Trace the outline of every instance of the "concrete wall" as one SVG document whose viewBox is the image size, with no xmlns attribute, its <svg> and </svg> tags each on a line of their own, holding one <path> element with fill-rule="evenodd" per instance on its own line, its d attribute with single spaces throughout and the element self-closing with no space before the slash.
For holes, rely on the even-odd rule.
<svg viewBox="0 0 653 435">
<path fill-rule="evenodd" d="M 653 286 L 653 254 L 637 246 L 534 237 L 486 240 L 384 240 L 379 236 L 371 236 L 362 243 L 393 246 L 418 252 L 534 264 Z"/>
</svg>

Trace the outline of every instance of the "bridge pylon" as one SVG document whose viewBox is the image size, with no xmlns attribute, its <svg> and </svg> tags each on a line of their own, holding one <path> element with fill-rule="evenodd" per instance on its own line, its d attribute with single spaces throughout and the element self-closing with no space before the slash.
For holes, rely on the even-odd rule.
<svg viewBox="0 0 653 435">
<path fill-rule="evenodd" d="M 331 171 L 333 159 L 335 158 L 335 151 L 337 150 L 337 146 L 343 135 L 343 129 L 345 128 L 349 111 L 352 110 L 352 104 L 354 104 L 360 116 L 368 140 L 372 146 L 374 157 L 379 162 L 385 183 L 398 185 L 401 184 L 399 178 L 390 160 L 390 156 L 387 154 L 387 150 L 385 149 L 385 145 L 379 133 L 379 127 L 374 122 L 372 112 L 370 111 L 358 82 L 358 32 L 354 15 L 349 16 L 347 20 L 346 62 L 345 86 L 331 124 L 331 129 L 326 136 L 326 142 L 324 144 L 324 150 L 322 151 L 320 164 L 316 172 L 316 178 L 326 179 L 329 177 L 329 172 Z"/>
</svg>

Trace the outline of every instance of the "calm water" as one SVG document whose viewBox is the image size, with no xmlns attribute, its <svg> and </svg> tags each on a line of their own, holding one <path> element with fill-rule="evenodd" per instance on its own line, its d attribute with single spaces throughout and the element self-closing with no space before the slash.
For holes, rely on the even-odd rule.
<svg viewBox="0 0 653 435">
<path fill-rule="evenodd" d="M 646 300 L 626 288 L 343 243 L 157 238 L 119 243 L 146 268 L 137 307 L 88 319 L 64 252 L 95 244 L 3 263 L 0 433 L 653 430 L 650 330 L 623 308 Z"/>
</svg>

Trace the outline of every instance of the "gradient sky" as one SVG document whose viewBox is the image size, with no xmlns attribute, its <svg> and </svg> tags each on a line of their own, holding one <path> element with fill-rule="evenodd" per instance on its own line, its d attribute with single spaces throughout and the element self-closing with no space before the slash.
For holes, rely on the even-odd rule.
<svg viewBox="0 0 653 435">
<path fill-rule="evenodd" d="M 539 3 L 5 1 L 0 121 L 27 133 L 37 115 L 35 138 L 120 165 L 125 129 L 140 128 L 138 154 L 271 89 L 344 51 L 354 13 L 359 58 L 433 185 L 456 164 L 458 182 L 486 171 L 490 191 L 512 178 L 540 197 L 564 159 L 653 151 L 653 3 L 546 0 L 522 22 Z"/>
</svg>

# INSTRUCTIONS TO FOLLOW:
Copy out each line of the rows above that contains the string "closing".

# EXERCISE SOLUTION:
Trace the outline of every instance of the "concrete wall" as one SVG document whose viewBox is the image size, with no xmlns attribute, its <svg> and </svg> tags each on a line of their own, holding one <path> element with fill-rule="evenodd" per instance on its own line, its d attribute with single spaces throughout and the element self-closing with no space before the slash.
Trace the outline of every instance of the "bridge pylon" as one SVG document whose viewBox is the image size, with no xmlns attribute, its <svg> and </svg> tags each on a line of their own, holding one <path> element with fill-rule="evenodd" per instance on its own line, its d attribute with single spaces throughout and the element self-closing with no space before the slash.
Trace the outline of every instance of the "calm water" as one SVG document whose viewBox is the image size, with no xmlns attribute, its <svg> and </svg> tags each on a line of their own, holding one <path> element with fill-rule="evenodd" per instance on its own line, its d attribute with single spaces throughout and the element self-closing with no space before the slash.
Trace the outline of every instance of the "gradient sky" as one SVG document whose viewBox is the image size, with no xmlns attribute, its <svg> and </svg> tags each on a line of their own, holding one <path> element with fill-rule="evenodd" per instance on its own line, its d attribute with single spaces throughout and the element self-closing with no space before the slash.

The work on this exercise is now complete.